• **SUPPLIED MATERIAL**
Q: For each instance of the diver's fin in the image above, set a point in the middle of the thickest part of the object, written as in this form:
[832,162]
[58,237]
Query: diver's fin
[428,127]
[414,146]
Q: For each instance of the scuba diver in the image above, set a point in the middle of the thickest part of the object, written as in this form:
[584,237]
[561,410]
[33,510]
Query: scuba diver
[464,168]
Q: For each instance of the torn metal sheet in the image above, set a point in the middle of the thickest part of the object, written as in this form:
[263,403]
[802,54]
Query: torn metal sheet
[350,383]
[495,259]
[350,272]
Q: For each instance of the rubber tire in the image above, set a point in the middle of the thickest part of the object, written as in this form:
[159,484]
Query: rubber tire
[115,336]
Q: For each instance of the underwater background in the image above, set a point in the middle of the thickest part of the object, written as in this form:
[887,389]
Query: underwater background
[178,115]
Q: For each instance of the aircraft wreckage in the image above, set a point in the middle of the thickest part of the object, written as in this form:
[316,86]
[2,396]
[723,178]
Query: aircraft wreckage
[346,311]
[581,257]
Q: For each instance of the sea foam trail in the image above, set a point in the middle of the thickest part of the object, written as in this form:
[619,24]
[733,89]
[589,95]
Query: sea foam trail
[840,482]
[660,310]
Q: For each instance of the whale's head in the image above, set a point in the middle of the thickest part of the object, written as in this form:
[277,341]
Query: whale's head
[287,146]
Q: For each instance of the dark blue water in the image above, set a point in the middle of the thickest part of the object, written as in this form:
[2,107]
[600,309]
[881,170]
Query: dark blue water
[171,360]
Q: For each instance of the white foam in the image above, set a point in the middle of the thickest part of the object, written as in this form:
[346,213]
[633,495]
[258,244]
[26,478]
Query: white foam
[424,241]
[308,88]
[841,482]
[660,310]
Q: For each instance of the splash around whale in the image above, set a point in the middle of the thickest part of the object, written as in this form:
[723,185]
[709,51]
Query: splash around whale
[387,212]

• **WORK TO BE COMPLETED**
Make an exact copy of all the data.

• **RESULT FOR THIS EXERCISE**
Q: For each instance of the diver's fin in the image above, set a point in the middle of the thickest part of the object, written as in this form:
[832,162]
[58,237]
Query: diver's fin
[428,127]
[414,146]
Q: For each instance of the scuba diver in the image above, set a point in the middle of the thickest part of the object, written as in this form:
[584,237]
[561,410]
[33,510]
Query: scuba diver
[464,168]
Q: For each instance of the torn metal sheet in the image above, set a point in the middle of the thickest part of the object, written as in this form:
[263,403]
[802,54]
Query: torn metal sheet
[350,383]
[495,259]
[350,272]
Q: For each instance of the rubber tire in the image above, set a point in the middle of the thickest part of the object, written as in this form:
[159,484]
Query: rubber tire
[115,336]
Q: For each instance of the underwater background in the image above, set a point in the middle of the thickest part of the object, written as in this form:
[887,389]
Query: underwater background
[178,115]
Q: For each instance of the aircraft wreckage in the image above, set a point in the middle of the thickest part of the object, written as in this form:
[316,86]
[2,396]
[723,178]
Query: aircraft wreckage
[346,311]
[581,257]
Q: For each instance of the sea foam trail in the image above, set a point in the middle of the thickest part of the object, written as in this form:
[619,24]
[733,89]
[589,95]
Query: sea foam trail
[840,482]
[660,310]
Q: For each instance of the whale's head in the image above, set a point in the middle of the thickest part of the object, written as in this form:
[277,341]
Query: whale's head
[287,146]
Q: For each instance of the dark blue water in the image above, set a point in the middle of the thickest part of the object, written as in this form:
[2,107]
[600,309]
[881,170]
Query: dark blue water
[171,360]
Q: For each instance of the white foam in the image above, set a point in the middle of the thickest part of the object, written as in this form:
[346,213]
[633,495]
[258,244]
[26,478]
Query: white foam
[424,241]
[308,88]
[841,482]
[660,310]
Q: For each instance of the splash around whale in the image above, set a point in the middle of the thickest part of the object, written as in this form:
[723,185]
[709,51]
Query: splash around whale
[387,212]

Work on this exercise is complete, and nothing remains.